**Passage to read**
+++++

It Is Now or Never


 George Robertson
British politician and 10th Secretary General of NATO

The anniversary this year of the end of the First World War should, if we needed it, be a reminder of how important the Balkans have been to our past and why we would be alert to their relevance for today.
The way in which that region affected us dramatically and shockingly in the last few centuries should be a wake-up call to pay a lot more attention today.
In today’s world there may be more tinder-box regions than the Balkans capturing the headlines but complacency in the face of danger is the gravest crime politicians can commit.
If Russian President Vladimir Putin is condemned for his preoccupation with his near abroad then we in Western Europe should be condemned for our lack of preoccupation with our own near abroad and what its prosperity and stability means to our own comfortable way of life.
For my part, a fair chunk of my political career has been focused on the Western Balkans.
In my long years of opposition, I was spokesman on Europe and hence on the dramas involved in the disintegration of Yugoslavia and the miserable horrors of the Bosnian War.
I remember having a long conversation with Sir Fitzroy McLean, the Balkans war hero and Yugoslav partisan commander, about his thoughts on what was happening in Bosnia at that time. He was deeply pessimistic.
“Against a common enemy like the Nazis they will fight like tigers. With no common enemy like the thousands of German troops they will fight with the same savagery against each other,” he said.
I am glad that this wise, brave man was wrong in this case, but it took the involvement of NATO, 65,000 troops, and massive international engagement to stop the violence and recover some sense of stability.
Vast amounts of troops and treasure were invested at that time and we would be dangerously careless if we thought that it was a case of “job and finish.”
The forthcoming elections in Bosnia on October 8 will be another test for that country. People there must look to the future and not dwell in the past with all its shadows.
Passage to Europe’s mainstream will only come when collective national priorities and the interests of the nation come before ancient ethnic rivalries.

+++++

**Given information**
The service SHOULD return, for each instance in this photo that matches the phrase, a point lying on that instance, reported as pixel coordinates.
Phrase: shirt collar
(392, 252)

+++++

**Task directions**
List every person named in the piece titled "It Is Now or Never," as each name appears there. The material plays no part in what comes next.

**Reply**
George Robertson
Vladimir Putin
Sir Fitzroy McLean